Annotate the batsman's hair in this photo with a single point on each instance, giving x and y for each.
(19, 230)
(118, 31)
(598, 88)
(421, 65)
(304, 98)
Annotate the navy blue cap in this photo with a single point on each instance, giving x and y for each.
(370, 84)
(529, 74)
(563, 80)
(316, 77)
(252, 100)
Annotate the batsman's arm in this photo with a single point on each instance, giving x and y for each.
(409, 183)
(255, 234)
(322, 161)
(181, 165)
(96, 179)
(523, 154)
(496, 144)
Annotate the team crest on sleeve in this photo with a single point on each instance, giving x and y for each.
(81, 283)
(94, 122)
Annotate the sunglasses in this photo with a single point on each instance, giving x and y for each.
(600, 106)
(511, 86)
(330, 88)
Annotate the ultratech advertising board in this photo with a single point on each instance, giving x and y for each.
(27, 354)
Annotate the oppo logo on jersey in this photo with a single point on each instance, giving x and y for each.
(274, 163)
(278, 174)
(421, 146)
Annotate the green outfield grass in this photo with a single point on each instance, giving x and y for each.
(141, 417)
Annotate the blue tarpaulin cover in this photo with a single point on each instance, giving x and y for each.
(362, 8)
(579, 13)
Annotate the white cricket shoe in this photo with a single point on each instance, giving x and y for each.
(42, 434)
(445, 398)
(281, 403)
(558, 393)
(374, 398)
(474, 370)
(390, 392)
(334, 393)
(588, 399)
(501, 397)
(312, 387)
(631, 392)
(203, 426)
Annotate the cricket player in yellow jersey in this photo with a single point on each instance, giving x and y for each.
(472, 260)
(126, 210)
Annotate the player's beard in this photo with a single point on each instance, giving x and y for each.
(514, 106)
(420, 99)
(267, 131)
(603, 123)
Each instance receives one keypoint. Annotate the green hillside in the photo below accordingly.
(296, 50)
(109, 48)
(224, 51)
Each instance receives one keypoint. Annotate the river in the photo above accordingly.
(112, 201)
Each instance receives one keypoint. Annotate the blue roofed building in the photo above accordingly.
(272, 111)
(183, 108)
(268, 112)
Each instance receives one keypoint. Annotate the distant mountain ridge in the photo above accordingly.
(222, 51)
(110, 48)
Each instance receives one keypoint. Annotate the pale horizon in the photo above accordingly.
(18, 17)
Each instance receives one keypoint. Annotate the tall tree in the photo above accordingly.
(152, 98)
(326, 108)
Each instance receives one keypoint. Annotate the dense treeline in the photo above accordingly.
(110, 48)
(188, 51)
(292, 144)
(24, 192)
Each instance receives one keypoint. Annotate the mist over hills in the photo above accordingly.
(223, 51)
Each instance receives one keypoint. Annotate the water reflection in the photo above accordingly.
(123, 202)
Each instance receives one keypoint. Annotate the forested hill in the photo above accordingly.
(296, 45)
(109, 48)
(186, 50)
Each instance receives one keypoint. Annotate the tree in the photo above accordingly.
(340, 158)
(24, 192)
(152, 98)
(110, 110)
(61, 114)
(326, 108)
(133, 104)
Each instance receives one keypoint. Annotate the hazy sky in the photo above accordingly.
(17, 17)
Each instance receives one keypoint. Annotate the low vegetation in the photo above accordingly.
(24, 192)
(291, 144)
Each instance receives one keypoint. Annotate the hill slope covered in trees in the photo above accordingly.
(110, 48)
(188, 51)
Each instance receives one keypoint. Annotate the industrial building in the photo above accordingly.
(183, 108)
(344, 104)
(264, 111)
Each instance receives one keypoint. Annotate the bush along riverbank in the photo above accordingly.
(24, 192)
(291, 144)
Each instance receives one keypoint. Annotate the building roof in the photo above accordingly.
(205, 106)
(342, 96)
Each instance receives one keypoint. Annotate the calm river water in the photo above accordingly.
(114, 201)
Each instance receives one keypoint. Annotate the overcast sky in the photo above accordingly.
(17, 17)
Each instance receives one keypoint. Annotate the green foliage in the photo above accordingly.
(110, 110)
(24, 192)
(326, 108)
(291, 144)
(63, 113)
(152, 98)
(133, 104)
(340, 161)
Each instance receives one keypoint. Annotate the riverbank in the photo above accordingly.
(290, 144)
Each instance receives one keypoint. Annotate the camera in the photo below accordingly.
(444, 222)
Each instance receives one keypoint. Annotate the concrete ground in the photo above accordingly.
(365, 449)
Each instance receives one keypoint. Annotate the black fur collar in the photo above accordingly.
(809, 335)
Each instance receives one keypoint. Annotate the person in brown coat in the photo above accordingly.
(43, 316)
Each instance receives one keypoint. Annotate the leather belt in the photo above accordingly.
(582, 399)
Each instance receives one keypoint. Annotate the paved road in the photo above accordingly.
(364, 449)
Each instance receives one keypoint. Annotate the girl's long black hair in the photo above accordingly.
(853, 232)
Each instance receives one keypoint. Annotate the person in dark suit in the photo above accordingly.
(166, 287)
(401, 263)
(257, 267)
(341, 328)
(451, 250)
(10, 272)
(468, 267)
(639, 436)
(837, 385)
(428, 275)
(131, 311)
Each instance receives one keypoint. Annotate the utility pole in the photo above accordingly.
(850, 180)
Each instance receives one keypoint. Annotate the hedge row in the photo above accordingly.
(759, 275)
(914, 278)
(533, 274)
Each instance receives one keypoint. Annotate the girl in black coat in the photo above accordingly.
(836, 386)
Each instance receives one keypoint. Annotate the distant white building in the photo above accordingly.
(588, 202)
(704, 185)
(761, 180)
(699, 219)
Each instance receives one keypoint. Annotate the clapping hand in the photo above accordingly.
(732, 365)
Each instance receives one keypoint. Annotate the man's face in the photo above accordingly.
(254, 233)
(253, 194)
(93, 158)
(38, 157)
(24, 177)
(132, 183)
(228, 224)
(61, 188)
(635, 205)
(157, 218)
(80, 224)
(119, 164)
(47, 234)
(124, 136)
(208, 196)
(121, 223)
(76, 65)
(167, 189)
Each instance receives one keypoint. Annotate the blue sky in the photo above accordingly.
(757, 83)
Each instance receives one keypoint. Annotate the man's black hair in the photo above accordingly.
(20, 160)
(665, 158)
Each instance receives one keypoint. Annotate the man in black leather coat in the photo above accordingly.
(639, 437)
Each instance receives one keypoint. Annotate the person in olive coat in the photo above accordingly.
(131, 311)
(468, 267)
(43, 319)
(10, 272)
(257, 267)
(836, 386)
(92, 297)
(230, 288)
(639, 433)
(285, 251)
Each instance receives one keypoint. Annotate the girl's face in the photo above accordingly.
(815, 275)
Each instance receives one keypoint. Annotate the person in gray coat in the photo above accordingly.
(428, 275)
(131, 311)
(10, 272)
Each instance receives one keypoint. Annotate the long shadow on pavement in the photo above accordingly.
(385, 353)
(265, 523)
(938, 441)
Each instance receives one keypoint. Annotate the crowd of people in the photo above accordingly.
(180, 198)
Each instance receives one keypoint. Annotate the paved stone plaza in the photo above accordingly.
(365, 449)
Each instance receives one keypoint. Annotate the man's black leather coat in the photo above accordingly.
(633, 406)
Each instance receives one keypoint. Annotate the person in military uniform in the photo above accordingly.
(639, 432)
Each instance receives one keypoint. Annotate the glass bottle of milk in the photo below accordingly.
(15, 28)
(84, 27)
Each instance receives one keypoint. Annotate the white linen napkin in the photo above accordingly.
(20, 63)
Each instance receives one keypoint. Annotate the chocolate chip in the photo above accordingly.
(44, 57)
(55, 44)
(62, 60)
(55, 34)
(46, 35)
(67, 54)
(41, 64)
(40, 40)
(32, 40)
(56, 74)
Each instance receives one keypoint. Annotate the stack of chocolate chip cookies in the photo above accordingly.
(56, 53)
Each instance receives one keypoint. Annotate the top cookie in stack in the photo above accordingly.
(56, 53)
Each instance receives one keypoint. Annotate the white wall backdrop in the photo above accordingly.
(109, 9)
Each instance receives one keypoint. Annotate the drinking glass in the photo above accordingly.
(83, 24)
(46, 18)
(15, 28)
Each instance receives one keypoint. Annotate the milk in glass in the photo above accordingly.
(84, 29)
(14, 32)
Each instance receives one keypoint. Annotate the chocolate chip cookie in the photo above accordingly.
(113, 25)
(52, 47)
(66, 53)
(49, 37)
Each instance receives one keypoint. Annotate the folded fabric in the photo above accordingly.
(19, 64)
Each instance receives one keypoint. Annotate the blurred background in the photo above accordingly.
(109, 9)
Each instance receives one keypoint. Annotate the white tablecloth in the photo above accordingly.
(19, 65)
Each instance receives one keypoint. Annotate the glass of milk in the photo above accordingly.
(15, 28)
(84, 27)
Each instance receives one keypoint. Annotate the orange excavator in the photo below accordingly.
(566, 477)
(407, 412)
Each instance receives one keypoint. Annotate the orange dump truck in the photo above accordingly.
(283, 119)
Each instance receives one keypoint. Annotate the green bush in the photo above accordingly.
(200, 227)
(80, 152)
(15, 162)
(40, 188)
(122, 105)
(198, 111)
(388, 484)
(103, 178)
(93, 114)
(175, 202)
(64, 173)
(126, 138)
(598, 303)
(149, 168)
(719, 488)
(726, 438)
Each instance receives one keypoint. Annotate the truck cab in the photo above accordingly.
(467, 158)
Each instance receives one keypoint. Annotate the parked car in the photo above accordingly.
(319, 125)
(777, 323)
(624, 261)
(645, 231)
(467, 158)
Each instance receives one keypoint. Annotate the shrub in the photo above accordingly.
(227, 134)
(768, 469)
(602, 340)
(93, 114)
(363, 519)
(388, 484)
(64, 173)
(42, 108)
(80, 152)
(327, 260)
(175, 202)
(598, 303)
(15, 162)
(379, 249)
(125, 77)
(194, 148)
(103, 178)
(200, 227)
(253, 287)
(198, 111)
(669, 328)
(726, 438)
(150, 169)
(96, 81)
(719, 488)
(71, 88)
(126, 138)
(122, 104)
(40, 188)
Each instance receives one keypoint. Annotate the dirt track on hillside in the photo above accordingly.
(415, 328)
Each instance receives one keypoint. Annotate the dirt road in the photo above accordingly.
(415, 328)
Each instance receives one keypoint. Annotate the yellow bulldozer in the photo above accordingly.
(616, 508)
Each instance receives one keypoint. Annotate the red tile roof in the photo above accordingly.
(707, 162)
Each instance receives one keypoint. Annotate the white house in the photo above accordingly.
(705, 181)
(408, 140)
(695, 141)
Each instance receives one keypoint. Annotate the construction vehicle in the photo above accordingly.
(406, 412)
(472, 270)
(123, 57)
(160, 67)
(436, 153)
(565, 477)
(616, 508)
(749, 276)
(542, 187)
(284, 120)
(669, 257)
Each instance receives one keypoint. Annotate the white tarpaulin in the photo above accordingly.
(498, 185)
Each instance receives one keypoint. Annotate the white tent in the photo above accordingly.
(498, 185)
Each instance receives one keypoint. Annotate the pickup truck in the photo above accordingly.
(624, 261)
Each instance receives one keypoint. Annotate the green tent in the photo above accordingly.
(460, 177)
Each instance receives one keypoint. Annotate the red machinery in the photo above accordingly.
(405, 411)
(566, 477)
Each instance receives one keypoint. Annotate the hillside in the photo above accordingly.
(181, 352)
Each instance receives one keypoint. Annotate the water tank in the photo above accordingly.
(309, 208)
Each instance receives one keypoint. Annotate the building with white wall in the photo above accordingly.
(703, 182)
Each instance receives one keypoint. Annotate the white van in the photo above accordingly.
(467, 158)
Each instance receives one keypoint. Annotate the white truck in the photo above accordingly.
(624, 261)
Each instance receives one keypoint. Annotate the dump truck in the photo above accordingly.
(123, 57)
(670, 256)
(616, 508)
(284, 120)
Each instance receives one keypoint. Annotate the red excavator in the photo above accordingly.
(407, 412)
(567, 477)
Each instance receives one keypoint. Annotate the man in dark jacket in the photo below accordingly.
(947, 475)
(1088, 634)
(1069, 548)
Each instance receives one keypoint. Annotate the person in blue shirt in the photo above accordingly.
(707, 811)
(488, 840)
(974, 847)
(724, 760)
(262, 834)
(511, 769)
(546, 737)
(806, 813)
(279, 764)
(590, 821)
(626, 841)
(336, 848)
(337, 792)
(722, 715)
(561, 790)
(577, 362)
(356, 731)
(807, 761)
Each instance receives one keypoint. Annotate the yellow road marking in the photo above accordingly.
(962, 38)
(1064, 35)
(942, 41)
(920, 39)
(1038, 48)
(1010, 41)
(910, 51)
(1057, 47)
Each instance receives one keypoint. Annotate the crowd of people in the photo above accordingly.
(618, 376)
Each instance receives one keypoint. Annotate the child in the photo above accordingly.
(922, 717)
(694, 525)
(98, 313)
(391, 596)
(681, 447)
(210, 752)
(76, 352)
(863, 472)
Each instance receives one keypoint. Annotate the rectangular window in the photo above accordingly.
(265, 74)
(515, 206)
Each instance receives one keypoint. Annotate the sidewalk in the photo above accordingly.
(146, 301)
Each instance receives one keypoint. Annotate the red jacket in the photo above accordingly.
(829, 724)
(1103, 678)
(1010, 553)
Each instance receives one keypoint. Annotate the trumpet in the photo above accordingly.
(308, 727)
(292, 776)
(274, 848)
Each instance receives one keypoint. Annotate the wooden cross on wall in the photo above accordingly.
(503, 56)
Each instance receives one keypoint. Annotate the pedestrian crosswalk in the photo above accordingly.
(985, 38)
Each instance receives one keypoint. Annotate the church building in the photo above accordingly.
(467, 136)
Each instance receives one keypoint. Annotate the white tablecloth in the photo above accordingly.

==============================

> _The request_
Rewrite the records from the line containing "Each instance receives one keypoint. Annotate the pedestrian" through the end, with "church building" changed to "chapel" and nothing else altered.

> _Task answer_
Each instance receives one keypoint. Annotate the pedestrian crosswalk in the photo above accordingly.
(985, 38)
Each instance receives one keypoint. Annotate the chapel in the photo above accordingly.
(467, 136)
Each instance receives one keypoint. Annotate the white tablecloth in the photo above accordingly.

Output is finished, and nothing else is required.